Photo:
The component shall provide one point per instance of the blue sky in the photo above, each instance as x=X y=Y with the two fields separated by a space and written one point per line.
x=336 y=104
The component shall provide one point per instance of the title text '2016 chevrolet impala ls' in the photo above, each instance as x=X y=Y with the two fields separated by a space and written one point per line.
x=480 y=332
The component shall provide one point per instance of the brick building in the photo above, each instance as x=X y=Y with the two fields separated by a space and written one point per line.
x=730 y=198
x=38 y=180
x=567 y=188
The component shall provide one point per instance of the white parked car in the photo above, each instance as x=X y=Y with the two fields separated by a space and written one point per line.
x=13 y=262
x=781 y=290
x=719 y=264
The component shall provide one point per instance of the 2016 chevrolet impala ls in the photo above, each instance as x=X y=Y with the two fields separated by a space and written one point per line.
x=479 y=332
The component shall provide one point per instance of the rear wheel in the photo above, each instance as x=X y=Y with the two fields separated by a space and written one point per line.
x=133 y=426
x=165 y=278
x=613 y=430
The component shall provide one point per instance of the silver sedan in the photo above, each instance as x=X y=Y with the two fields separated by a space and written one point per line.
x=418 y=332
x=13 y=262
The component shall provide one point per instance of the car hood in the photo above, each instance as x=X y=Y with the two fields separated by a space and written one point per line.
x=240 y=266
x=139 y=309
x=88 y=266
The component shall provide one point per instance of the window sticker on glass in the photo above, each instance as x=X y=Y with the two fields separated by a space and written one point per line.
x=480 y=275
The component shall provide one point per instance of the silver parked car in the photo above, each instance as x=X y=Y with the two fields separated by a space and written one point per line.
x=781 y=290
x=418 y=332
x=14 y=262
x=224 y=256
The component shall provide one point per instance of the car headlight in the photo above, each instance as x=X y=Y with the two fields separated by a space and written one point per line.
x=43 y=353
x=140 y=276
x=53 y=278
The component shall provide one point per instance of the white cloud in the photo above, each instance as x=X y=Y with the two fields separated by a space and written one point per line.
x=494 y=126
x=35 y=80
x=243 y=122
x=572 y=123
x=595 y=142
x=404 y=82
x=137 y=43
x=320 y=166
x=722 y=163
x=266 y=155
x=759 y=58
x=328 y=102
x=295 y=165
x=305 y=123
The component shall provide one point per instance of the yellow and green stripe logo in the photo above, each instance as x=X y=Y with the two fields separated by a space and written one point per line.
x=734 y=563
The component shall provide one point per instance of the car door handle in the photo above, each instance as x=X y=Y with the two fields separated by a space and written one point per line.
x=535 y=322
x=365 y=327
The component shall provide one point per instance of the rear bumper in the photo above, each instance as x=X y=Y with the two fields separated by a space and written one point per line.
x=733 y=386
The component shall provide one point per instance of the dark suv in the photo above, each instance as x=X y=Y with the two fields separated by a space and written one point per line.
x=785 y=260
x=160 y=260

■ ■ ■ ■ ■

__Exercise aim__: Nothing but an exact transcription of the records is expected.

__Reply to the exercise__:
Photo:
The component shall provide one point per instance of the blue sky in the photo above, each instance as x=X y=Y with the two fields separated by a space and written one point per line.
x=336 y=104
The component shall provide one point per instance of the title text '2016 chevrolet impala ls' in the photo above, each instance as x=X y=Y with the two fields separated by a space and written one point per line.
x=480 y=332
The component shall provide one point per instance of the brick building in the photo above, each instance as x=X y=Y with the two fields separated by a space and written one point per line.
x=730 y=198
x=38 y=180
x=567 y=188
The component shall provide one point per instance of the white parked car in the photo above, each instance as x=X y=Y with the two fields separated by a space and written one point per line.
x=13 y=262
x=781 y=290
x=719 y=264
The component shall provide one point per instance of the 2016 chevrolet impala ls in the photo above, each instance as x=X y=Y with the two fields separated by a space and written one point per line.
x=479 y=332
The component shall provide one point per instance of the rear wheel in the photo above, each instance as x=X y=Y with the two fields separated by a space and written one point per line.
x=133 y=426
x=165 y=278
x=613 y=430
The component shall provide one point per instance of the silver sedan in the photo above, each instance as x=X y=Y with the two fields separated by a space and written one point per line.
x=418 y=332
x=13 y=262
The component shall provide one point per instance of the car hood in the photo above, each instance as x=X y=Y with the two fields separated by a space and written one point per line.
x=240 y=266
x=139 y=309
x=88 y=266
The component shall provide one point per instance of the window sticker on glass in the photo above, each instance as x=X y=Y with the two fields separated by a space and written one point per line.
x=480 y=275
The component shall provide one point per instance of the silver parked car in the photo above, each instance as x=X y=Y with the two fields separated by a space and written one point per line.
x=781 y=290
x=418 y=332
x=14 y=262
x=224 y=256
The component shall provide one point per instance of the car headlight in the photo above, each instance as x=X y=Y with the two fields separated by a space and written one point per line.
x=43 y=353
x=140 y=276
x=53 y=278
The component shall provide one point per instance of the white cloud in the photo above, each instance as x=X y=Y with the two fields separated by a space and written one point per line.
x=494 y=126
x=35 y=80
x=243 y=122
x=572 y=123
x=595 y=142
x=404 y=82
x=137 y=43
x=320 y=166
x=722 y=163
x=266 y=155
x=759 y=58
x=328 y=102
x=295 y=165
x=305 y=123
The component shall provide one point per instance of the yellow and green stripe logo in the photo above, each instance as x=X y=Y with the two fields separated by a space and written one point per line.
x=734 y=563
The component shall provide one point per instance of the car door handle in the photo above, each instance as x=X y=Y with the two fields separated by a space and written one point per line.
x=535 y=322
x=365 y=327
The component shall provide one point per instance of the rear bumper in the photo above, each instance as x=X y=Y with the two fields separated by a space and written one point per line.
x=733 y=386
The component shall provide one point per instance of the dark suv in the photo above, each instance as x=X y=Y with the two fields separated by a space and written one point per line.
x=785 y=260
x=160 y=260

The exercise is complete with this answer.